Start of Text

Businesses that want to beat the talent shortage will have to compete against a daunting rival in coming years: Self-employment.
“When workers have this option, they are able to demand more of their employers,” says Luke Pardue, an economist with Gusto, which runs payroll and provides benefits for 200,000 small businesses.
Many of those who started businesses in 2021 got inspired by new business opportunities, with 25% of founders who launched last year citing this motive, according to recent research by Gusto in its New Business Owner Survey. 36% of entrepreneurs said they started their business after voluntarily quitting their job.
“The barriers to starting a business have never been lower,” says Pardue. “If you were starting a bakery or restaurant, you’d have to find a space to rent. That’s disappeared overnight. People can start a hair salon in their garage or a retail shop that makes jewelry in their living room.”
The research provides an interesting window to the future of entrepreneurship in the post-pandemic environment. Here are some key trends:
Women and entrepreneurs of color are flocking to entrepreneurship. Founders of new businesses were much likely to be Black, Hispanic, and female in 2020 and 2021 than in 2019. In 2019, 28% of new business owners were women, versus 49% in 2021. And in 2019, Black or African American entrepreneurs made up less than 3% of entrepreneurs; by 2021 that share had tripled to 9%.
“If there’s one thing the pandemic showed is that its prior operating system didn’t work for a large portion of America, particularly women and workers of color who had other demands in their lives,” says Pardue.
Professional services are hot: 42% of new businesses launched in 2021 were in professional services—and 48% of entrepreneurs who quit their job started firms in this sector.
The childcare shortage is playing a role. 28% of women with children at home started a business because of their childcare needs.
Access to capital remains a challenge: While 11% of all new business owners were able to finance their startups with private business loan, only 8% of Hispanic entrepreneurs and 6% of Black entrepreneurs received this funding. The private loan approval rate for Hispanic entrepreneurs was less than half that of white entrepreneurs. Against this backdrop, one-third of Black entrepreneurs and one-quarter of Hispanic entrepreneurs took a side job in order to cover business expenses.
LGBT-owned businesses are thriving. Gusto estimates there are 1.4 million LGBT-owned businesses bringing in $1.7 trillion each year.
With entrepreneurship beckoning so many Americans—5.4 million registered new businesses in 2021 alone—this increasingly popular employment option is likely to shape the return-to-the-office debate for years to come. The debate will be moot if workers simply refuse to interview for jobs and create their own work instead.
“A company may want to see me back in the office—but I can break out on my own, work when I want, and not be subject to the return to office mandate,” notes Pardue. “If there’s one overarching theme, it is the pandemic has caused a collision between workers’ need to have flexibility and the needs of the system to work on a 9-to-5 schedule and have people going into the office.
“That’s one of the reasons we have 11 million job openings we’ve never seen before,” he adds. “Entrepreneurship has been a great outlet for the economy, creating jobs and economic opportunity while satisfying these former employees’ needs for work.”

End of Text
Start of Records provided

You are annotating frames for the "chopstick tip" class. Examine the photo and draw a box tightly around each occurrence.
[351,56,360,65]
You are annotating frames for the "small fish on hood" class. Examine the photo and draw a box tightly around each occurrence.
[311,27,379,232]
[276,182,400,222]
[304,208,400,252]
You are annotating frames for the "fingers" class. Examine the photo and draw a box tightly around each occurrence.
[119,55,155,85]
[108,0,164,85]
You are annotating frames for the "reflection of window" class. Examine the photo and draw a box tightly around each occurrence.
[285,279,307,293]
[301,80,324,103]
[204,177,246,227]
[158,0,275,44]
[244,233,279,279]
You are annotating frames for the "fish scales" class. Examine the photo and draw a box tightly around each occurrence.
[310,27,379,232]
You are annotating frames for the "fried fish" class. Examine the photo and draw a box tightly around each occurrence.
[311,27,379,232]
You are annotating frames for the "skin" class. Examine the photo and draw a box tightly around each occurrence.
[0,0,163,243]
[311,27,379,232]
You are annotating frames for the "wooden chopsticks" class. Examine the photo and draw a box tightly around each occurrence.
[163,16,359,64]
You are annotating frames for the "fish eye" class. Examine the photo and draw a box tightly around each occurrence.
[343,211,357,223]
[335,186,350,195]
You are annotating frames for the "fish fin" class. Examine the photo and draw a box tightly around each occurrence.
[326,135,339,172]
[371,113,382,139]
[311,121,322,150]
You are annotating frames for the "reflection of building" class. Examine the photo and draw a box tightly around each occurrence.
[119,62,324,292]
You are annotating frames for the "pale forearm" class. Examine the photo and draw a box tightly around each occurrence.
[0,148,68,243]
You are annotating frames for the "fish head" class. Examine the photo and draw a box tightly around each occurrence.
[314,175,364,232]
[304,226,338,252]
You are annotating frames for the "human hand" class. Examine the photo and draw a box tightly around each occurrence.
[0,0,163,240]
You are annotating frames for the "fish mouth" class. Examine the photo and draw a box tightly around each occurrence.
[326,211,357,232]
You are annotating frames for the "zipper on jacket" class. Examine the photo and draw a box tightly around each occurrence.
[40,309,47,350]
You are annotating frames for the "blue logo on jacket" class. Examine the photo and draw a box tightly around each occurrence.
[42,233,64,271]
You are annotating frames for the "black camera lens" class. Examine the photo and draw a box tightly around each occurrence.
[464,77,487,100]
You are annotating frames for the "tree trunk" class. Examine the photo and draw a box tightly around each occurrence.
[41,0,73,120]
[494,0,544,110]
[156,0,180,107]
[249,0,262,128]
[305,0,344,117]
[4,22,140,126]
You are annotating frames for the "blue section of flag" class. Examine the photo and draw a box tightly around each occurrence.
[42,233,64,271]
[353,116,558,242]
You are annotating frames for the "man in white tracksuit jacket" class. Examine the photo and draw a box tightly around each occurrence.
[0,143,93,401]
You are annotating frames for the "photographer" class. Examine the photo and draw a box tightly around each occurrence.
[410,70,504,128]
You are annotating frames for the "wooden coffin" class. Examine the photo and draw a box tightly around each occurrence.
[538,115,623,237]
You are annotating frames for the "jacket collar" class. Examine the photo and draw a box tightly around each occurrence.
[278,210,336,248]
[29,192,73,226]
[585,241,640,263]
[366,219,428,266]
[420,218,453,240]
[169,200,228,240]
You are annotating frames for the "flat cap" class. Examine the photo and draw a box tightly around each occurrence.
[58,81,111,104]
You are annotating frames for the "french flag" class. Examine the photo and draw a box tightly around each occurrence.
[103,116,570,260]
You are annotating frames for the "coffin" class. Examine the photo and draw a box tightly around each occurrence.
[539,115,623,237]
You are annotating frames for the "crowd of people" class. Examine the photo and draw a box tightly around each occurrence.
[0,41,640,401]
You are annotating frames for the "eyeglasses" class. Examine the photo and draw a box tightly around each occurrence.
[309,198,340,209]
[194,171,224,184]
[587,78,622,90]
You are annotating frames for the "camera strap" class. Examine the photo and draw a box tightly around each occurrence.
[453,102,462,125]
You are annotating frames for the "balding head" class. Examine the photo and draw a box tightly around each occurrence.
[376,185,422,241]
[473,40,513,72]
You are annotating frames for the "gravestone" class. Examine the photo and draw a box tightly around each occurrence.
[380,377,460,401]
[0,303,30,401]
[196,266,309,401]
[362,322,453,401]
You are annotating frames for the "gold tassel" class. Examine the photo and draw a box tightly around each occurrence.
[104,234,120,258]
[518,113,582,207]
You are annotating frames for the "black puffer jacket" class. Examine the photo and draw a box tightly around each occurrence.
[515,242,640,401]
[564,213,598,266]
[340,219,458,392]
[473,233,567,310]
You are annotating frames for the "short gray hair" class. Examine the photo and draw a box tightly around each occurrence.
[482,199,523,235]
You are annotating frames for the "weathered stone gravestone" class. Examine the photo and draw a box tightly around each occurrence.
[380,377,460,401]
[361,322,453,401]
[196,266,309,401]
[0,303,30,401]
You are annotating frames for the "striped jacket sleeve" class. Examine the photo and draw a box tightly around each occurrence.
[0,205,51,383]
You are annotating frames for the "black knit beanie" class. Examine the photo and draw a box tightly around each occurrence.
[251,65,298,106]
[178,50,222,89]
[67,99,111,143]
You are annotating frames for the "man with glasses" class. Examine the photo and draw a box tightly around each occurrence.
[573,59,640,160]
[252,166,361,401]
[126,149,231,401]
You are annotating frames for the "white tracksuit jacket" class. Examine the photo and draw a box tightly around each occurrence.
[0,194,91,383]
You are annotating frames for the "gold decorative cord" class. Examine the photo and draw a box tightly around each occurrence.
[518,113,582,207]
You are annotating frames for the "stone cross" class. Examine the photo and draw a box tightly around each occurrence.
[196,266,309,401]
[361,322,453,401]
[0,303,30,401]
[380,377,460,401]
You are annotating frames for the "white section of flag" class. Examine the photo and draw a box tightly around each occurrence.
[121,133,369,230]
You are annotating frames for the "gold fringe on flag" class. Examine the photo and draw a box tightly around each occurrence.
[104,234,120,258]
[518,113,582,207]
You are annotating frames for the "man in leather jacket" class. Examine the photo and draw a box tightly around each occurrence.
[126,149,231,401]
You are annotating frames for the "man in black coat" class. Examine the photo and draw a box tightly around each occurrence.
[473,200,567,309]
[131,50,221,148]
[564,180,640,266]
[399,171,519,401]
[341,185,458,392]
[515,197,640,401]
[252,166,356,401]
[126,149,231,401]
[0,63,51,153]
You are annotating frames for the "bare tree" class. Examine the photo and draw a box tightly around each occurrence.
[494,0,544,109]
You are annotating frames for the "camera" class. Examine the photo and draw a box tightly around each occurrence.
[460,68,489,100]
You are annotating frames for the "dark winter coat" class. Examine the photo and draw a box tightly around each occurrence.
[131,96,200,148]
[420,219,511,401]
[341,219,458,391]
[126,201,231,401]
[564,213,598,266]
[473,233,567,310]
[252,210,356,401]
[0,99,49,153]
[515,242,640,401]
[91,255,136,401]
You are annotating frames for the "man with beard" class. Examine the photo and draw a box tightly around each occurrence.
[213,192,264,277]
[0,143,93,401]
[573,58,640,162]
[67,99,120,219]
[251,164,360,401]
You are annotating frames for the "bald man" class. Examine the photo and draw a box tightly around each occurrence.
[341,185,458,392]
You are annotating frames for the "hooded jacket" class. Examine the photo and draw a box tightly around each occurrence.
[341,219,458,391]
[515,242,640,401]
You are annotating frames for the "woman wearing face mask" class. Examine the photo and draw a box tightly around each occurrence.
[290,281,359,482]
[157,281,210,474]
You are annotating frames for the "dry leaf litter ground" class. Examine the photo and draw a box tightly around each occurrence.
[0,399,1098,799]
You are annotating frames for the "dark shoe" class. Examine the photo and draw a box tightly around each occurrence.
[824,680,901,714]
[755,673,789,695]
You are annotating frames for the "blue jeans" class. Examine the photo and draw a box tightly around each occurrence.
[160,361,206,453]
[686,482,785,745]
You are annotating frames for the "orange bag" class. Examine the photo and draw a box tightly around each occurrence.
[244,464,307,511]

End of Records provided

What you should do: Say yes or no to whether each statement agrees with the article on self-employment, quoting the words from it that decide: (a) In 2021, 49% of new business owners were women. (b) Gusto runs payroll for 500,000 small businesses. (c) 28% of women with children at home started a business because of their childcare needs.

Solution for this task:
(a) Yes: "In 2019, 28% of new business owners were women, versus 49% in 2021."
(b) No: "runs payroll and provides benefits for 200,000 small businesses"
(c) Yes: "28% of women with children at home started a business because of their childcare needs."